● **What is expected**
Reproduce word for word the lines of the records below, starting at the line that contains "Tag the overall bib" and ending at the line that contains "<point>433,251</point>". Include both of those lines.

● **Data for this task**
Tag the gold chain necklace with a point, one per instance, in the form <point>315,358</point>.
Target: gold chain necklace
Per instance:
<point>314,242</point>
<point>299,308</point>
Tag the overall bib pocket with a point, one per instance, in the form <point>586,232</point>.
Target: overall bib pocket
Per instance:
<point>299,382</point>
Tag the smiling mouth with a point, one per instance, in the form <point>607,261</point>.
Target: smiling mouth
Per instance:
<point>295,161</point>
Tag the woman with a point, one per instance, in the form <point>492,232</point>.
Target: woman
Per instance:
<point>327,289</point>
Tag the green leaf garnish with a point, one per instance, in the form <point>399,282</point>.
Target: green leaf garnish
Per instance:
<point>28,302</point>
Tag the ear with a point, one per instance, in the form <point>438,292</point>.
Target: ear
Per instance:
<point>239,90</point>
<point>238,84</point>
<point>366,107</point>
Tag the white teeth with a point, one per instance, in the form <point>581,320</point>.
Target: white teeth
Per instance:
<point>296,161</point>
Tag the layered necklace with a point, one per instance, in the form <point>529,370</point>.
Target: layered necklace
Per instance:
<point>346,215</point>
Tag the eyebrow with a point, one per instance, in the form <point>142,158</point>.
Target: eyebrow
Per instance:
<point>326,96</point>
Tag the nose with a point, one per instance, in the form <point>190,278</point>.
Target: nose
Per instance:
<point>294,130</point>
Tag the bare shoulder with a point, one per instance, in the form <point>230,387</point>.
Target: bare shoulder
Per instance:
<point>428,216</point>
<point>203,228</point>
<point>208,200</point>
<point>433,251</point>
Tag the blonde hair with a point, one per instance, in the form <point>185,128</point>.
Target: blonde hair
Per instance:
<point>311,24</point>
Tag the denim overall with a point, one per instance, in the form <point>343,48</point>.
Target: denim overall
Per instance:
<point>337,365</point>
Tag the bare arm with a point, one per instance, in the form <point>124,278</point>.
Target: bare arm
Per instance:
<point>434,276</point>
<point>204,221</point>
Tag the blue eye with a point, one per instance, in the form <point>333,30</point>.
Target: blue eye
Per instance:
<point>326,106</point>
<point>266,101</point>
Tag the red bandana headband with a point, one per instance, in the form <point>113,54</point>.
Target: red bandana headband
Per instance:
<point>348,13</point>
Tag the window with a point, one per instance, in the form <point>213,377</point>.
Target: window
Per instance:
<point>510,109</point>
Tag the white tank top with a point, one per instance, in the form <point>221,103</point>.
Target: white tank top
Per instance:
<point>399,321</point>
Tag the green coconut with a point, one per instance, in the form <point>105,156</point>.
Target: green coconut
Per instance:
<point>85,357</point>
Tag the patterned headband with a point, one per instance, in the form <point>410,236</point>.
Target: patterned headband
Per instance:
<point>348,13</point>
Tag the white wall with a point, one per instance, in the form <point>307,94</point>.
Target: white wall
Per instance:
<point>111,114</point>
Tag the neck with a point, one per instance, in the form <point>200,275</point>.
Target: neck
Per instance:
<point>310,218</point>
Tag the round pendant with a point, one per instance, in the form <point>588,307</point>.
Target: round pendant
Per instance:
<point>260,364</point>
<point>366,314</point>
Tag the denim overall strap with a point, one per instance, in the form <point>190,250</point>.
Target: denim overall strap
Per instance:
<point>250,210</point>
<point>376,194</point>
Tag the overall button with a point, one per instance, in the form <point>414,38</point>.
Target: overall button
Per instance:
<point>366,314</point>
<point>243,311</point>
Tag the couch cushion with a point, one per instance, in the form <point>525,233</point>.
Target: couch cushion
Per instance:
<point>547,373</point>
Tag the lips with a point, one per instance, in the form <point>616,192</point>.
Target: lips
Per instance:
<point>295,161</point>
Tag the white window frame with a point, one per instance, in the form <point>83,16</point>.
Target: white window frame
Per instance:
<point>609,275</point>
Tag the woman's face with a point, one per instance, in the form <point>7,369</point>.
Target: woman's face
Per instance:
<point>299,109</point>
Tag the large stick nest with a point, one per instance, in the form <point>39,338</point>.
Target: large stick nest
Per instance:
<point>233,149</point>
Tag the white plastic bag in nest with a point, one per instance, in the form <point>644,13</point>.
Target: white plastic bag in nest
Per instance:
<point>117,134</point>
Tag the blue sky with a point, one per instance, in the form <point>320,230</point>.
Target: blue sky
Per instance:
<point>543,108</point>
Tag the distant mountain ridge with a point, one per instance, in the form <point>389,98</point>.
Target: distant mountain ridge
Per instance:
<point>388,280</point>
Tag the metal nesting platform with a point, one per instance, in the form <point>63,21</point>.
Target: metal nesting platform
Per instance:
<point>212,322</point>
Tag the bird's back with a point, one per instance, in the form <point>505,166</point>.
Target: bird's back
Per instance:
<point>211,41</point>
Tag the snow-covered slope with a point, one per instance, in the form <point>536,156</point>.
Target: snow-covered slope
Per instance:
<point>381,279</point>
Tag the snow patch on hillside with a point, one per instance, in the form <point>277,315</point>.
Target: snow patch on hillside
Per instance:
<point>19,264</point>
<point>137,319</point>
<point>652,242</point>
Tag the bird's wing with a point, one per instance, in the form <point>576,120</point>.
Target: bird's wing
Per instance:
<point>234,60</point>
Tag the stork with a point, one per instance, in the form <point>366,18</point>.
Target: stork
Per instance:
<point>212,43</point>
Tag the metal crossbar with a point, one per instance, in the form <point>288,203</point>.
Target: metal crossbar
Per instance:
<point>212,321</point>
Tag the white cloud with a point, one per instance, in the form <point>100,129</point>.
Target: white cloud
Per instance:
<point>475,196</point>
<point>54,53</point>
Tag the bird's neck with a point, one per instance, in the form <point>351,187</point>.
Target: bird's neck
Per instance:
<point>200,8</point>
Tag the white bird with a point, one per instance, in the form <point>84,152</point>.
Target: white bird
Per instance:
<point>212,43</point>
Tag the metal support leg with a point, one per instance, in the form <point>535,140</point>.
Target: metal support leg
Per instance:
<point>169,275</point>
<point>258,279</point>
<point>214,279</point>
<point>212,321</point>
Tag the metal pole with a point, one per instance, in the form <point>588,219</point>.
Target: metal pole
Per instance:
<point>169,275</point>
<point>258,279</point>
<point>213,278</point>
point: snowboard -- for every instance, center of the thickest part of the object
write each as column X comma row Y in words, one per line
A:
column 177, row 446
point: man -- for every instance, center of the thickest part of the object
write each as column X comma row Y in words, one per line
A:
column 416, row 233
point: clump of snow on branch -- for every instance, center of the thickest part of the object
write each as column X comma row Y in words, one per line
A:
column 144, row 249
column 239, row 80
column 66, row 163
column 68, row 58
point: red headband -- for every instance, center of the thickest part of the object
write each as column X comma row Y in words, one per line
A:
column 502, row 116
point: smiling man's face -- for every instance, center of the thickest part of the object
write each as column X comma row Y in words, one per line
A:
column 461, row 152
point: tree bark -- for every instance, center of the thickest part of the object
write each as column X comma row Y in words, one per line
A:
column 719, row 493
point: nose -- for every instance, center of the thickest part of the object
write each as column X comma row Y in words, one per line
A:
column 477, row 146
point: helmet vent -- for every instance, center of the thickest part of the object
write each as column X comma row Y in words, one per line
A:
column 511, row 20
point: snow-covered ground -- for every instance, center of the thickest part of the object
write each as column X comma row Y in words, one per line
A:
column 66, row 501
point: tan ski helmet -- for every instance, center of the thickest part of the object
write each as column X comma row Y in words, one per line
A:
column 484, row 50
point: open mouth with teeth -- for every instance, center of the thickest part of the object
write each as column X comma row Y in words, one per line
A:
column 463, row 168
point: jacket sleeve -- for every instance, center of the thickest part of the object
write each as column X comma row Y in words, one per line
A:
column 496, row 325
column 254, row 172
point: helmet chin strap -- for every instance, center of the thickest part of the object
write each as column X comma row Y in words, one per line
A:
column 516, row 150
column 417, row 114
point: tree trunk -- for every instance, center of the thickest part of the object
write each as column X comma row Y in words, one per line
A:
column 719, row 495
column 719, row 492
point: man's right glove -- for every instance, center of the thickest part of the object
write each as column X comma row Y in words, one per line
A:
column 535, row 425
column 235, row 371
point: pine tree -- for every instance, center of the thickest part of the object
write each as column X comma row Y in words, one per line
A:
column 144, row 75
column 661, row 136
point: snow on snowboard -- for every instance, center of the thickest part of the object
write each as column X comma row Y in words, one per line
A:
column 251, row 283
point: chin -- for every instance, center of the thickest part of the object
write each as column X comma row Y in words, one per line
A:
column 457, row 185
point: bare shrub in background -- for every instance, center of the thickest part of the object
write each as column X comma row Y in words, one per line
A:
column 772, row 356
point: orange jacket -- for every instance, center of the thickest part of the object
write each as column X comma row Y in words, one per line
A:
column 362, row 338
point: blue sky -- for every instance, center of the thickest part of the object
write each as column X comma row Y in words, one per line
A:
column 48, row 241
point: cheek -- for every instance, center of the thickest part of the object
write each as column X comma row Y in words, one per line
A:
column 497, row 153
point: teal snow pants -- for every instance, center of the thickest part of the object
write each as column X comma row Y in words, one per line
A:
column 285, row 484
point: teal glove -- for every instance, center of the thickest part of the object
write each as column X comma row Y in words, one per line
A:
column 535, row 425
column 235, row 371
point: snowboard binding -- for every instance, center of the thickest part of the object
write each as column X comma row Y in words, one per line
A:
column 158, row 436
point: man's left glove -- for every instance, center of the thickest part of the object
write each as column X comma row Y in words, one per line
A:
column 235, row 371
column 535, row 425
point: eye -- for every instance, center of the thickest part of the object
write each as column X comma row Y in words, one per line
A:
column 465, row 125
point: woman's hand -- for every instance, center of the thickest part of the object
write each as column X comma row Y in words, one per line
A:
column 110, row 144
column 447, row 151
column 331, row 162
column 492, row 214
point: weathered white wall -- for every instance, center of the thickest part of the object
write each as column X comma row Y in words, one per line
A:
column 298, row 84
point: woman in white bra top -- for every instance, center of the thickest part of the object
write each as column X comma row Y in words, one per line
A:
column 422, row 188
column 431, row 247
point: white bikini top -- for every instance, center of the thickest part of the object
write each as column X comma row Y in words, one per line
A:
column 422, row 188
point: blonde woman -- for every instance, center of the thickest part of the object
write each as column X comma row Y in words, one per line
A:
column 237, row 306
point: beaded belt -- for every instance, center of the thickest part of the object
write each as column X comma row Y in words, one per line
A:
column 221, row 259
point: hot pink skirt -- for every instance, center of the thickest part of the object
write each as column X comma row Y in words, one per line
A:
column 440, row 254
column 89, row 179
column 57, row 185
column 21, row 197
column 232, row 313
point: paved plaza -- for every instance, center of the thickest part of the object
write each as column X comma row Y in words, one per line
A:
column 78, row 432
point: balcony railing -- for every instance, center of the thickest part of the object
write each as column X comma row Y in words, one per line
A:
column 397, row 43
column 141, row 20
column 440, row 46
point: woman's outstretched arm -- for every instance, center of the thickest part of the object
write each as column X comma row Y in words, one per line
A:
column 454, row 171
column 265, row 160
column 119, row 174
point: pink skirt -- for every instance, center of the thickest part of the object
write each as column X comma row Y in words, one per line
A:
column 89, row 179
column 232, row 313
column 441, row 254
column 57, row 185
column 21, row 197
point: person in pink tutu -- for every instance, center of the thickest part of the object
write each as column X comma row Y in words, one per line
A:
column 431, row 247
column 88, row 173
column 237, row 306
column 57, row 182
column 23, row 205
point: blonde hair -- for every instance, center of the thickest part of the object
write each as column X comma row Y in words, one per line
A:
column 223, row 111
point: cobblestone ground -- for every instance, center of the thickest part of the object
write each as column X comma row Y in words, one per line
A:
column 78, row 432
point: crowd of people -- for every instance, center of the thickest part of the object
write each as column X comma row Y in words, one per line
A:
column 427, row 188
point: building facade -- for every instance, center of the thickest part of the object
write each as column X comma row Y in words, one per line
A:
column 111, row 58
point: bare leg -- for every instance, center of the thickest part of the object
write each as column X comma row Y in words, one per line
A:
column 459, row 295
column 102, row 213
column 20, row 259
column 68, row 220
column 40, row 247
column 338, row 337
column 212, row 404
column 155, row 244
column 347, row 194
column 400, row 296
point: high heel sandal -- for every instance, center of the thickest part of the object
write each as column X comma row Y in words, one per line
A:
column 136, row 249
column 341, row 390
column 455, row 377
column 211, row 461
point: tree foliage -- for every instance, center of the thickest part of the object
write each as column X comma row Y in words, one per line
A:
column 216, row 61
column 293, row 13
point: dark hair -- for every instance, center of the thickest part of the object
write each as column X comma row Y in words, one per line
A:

● **Full answer**
Tag the overall bib pocket with a point, one per instance, in the form <point>586,232</point>.
Target: overall bib pocket
Per instance:
<point>299,382</point>
Tag the smiling mouth with a point, one per instance, in the form <point>607,261</point>.
Target: smiling mouth
Per instance:
<point>295,161</point>
Tag the woman with a point, one per instance, in the form <point>492,232</point>.
Target: woman
Per instance:
<point>327,289</point>
Tag the green leaf garnish with a point, one per instance, in the form <point>399,282</point>.
Target: green leaf garnish
Per instance:
<point>28,302</point>
Tag the ear with a point, one per instance, in the form <point>438,292</point>.
Target: ear
Per instance:
<point>239,90</point>
<point>238,84</point>
<point>366,107</point>
Tag the white teeth with a point, one per instance, in the form <point>581,320</point>.
Target: white teeth
Per instance:
<point>296,161</point>
Tag the layered necklace with a point, one per instance, in the form <point>529,370</point>.
Target: layered necklace
Per instance:
<point>346,215</point>
Tag the eyebrow with a point, one per instance, in the form <point>142,158</point>.
Target: eyebrow
Per instance:
<point>326,96</point>
Tag the nose with a point, one per instance, in the form <point>190,278</point>.
Target: nose
Per instance:
<point>294,130</point>
Tag the bare shoulder with a point, one per instance, in the form <point>230,387</point>.
Target: bare shoulder
Per instance:
<point>428,216</point>
<point>203,228</point>
<point>208,200</point>
<point>433,251</point>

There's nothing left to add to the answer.